Work to be completed :: Copy every line of the data, starting with the line that contains "Locate the train" and going on through the end of the data. Leave the text lines unchanged and offset each coordinate in the answers by adding 36.

[Excerpts of bounding box data]
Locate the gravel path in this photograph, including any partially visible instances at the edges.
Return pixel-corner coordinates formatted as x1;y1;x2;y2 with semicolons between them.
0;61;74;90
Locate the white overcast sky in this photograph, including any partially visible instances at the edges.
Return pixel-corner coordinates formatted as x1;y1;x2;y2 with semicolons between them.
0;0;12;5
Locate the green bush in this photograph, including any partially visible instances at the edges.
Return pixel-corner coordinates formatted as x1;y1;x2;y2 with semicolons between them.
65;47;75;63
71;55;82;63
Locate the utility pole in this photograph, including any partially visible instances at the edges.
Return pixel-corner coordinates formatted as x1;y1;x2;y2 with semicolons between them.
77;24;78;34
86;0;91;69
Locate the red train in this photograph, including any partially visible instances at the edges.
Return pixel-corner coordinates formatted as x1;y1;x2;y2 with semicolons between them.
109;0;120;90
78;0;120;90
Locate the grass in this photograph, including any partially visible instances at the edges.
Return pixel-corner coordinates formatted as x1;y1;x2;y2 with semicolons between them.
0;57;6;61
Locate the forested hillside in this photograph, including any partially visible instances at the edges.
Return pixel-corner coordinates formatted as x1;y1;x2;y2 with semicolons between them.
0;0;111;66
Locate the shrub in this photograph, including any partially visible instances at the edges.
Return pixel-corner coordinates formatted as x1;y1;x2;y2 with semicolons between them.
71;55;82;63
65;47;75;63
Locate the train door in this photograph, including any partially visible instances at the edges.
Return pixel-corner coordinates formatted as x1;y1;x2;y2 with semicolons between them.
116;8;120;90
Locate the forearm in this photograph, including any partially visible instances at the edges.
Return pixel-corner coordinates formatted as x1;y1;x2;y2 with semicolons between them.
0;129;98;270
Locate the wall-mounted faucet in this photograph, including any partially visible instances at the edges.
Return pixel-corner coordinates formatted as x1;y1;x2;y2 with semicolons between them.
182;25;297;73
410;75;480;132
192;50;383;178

Response below ::
Locate the train door in this photograph, including any partially visible instances at the edges.
Return pixel-corner coordinates formatted as x1;y1;x2;y2 with semicolons between them.
152;44;156;126
Locate the forearm in this photograph, including any partially visible instances at the edges.
Return pixel-corner coordinates formatted as x1;y1;x2;y2 with semicolons between them.
36;165;134;306
Locate the wall-mounted faucet in this photograph, including any partially visible instances at the edges.
Return pixel-corner coordinates formatted as x1;y1;x2;y2 with semicolons between them.
218;61;333;109
446;111;516;168
228;86;419;214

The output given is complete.